◆ **Input for this task**
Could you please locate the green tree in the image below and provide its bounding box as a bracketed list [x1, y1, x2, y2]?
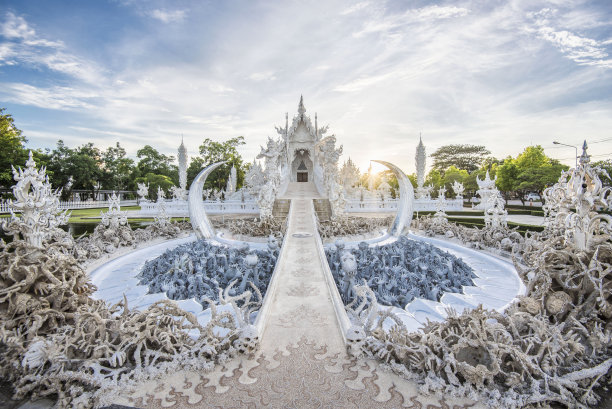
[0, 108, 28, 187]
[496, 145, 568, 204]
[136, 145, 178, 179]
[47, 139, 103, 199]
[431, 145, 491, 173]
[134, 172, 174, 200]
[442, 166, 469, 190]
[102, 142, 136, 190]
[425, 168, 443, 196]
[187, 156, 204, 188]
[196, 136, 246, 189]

==

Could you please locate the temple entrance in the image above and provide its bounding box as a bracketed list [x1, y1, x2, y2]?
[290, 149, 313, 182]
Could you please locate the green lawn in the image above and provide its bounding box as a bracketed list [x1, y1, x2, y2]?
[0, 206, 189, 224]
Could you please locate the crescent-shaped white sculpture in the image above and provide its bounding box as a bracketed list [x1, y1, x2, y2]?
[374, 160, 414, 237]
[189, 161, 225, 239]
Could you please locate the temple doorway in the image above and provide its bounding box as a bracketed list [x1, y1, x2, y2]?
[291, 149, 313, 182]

◆ **Problem description**
Please give the lines of the data as a numbered list, starting with the line that contains "Could you please locate the crescent-shaped" and going on through the line that contains "[291, 149, 313, 182]". Leave out any blank lines.

◆ **Result of the task**
1. Could you please locate the crescent-shaped white sculpture in the image above and provide its bounding box as a bracketed list [x1, y1, x2, y2]?
2. [374, 160, 414, 237]
3. [189, 161, 225, 239]
4. Could you please locate the temple doorway in the image above and provide its bounding box as a bracketed list [x1, y1, x2, y2]?
5. [291, 149, 313, 182]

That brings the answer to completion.